Text section:
+++++

Hello!
I have a RNA-seq experiment that I analyzed using DESeq2, limma, edgeR with the following design:
- 11 treatments realized on 2 different cell lines
- 1 controls from each cell line.
The classical design matrix is the following:
Samples | Treat1 | Treat2 | ... | Treat11 | Control | CellLine | ||||||
1 | 1 | 0 | 0 | 0 | 1 | |||||||
2 | 1 | 0 | 0 | 0 | 0 | |||||||
... | ||||||||||||
23 | 0 | 0 | 0 | 1 | 1 | |||||||
24 | 0 | 0 | 0 | 1 | 0 |
So to summarize I have two biological replicates for each conditions (11) with the cell line information as blocking factor.
Due to small issues in the wet-lab experiment, I would like to try to exclude the possibility that the results I obtain are due to things unrelated to the treatment that has been applied to the cells. A colleague suggested to use permutation test on the design matrix to test if my targets where just background noise or true differentially expressed genes.

+++++

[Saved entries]
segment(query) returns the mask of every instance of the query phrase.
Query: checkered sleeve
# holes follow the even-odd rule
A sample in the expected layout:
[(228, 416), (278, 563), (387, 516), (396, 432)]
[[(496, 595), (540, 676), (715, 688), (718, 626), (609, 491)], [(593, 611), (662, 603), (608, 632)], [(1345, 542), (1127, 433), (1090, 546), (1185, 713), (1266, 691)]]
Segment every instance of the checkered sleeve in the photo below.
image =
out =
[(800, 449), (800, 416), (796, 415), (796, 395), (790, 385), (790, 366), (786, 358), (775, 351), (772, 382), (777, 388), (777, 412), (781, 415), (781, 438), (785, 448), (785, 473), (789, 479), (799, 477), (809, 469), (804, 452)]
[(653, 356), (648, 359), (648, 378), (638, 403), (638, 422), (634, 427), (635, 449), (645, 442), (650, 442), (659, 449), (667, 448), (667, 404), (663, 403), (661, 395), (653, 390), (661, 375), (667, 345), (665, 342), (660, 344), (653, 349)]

+++++

Task instructions: In the RNA-seq post, what did a colleague suggest using to check whether the targets were background noise or truly differentially expressed genes?

Written solution: A permutation test on the design matrix.